_Passage to read_
BEGIN

I just spent an enjoyable morning cleaning the house and listening to the first three Ron Sexsmith CDs in order. Hey man, I don't even like to listen to three Beatles records in a row. (Brings up too many memories, for one thing, too complicated.) But Ron is an eminently listenable artist. Why? Melody, my friend. That's what really makes songs listenable, and memorable. And Ron Sexsmith is the mellifluous king. I was talking to Steve Earle about him the other day (Steve seemed admirably glad to talk about someone other than himself), and he said, "Ron writes lyrics better than most people do. But when it comes to melody...well, he's hard to beat."
His songs are also free of self-congratulation and narcissism, in my view. They are humble and introspective windows into the soul of a lovely person. Sometimes he catches a little flack for being morose, but it's undeserved. He's got lots of up songs, and his darker songs are a joy, and are almost always about love, which is a mixed bag at best.
If you count his early Grand Opera Lane, Ron's released 4 CDs, each better than the last. (Grand Opera Lane is now available from Canadian online retailer Maplemusic.com. I'm hot for my en route copy at this writing.) They're all on Interscope Records, in this order: Ron Sexsmith (1995), Other Songs (1997), and Whereabouts (1999). By all appearances, Interscope has balked on a fourth recording done in Nashville and produced by partners Steve Earle and Ray Kennedy. When I spoke with Steve about it, he was looking at the idea of releasing it on his own E-Squared label.

END

_Record excerpts_
BEGIN

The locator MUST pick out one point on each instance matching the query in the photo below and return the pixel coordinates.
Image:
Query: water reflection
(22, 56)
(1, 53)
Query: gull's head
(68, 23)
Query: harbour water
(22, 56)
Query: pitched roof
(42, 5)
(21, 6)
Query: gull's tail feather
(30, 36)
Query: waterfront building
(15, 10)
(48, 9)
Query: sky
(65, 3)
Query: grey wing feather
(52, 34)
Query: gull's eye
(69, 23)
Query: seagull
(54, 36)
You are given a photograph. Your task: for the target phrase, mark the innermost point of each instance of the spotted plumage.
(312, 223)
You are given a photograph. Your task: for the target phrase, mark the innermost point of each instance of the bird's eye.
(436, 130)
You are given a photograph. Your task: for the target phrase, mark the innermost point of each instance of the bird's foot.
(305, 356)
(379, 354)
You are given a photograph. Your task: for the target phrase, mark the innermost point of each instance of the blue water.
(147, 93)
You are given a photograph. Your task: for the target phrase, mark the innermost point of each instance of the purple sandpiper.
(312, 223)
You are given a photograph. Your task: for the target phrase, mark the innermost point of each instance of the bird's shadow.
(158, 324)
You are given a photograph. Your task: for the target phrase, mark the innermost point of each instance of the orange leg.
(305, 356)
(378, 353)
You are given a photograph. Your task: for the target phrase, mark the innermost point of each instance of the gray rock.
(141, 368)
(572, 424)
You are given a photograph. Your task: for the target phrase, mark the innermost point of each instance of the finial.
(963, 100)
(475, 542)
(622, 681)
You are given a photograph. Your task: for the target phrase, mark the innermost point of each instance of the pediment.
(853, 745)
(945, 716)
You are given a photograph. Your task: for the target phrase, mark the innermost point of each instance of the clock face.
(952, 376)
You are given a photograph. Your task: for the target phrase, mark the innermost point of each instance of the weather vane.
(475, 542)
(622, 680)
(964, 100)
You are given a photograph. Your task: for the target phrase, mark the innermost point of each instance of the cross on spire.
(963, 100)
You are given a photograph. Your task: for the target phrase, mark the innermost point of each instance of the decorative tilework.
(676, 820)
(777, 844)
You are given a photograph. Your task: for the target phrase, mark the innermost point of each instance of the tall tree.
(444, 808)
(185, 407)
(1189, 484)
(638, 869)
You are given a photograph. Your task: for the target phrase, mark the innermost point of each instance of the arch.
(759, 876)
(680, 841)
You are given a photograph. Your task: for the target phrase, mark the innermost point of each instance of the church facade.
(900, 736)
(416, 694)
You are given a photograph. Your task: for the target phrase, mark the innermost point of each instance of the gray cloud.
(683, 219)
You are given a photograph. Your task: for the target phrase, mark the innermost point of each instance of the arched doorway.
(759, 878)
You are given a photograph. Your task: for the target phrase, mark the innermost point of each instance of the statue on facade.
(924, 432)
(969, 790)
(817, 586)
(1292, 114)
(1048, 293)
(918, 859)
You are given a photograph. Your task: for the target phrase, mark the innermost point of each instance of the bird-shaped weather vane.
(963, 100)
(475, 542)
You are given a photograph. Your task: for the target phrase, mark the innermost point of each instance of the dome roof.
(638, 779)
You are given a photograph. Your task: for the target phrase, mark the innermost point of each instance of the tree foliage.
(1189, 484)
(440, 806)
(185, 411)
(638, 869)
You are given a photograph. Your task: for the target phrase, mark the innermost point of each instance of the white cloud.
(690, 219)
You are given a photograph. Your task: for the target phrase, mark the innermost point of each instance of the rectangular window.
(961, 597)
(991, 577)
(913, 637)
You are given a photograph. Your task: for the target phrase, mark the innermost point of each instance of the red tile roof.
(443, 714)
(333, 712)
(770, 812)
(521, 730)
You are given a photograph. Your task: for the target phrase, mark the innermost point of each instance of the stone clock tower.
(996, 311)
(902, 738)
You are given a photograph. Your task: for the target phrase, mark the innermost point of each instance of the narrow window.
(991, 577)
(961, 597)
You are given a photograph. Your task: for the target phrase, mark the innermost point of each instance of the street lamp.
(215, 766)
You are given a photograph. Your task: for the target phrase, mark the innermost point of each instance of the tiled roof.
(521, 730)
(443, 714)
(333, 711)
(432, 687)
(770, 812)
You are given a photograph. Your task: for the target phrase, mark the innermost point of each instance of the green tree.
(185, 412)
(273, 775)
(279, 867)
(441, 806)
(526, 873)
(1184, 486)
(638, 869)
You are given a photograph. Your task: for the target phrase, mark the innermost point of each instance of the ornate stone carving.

END

_Task set_
**A.** In the piece on Ron Sexsmith, who produced the fourth recording made in Nashville?
**B.** According to the piece on Ron Sexsmith, what makes him such a listenable artist? Give the reason the piece offers.
**C.** Copy everything in the piece on Ron Sexsmith from "If you count" down to "own E-Squared label.".

_In response_
**A.** Steve Earle and Ray Kennedy, who are partners, produced it.

**B.** It's his melody. The piece says melody is what really makes songs listenable and memorable, and it calls Sexsmith "the mellifluous king."

**C.**
If you count his early Grand Opera Lane, Ron's released 4 CDs, each better than the last. (Grand Opera Lane is now available from Canadian online retailer Maplemusic.com. I'm hot for my en route copy at this writing.) They're all on Interscope Records, in this order: Ron Sexsmith (1995), Other Songs (1997), and Whereabouts (1999). By all appearances, Interscope has balked on a fourth recording done in Nashville and produced by partners Steve Earle and Ray Kennedy. When I spoke with Steve about it, he was looking at the idea of releasing it on his own E-Squared label.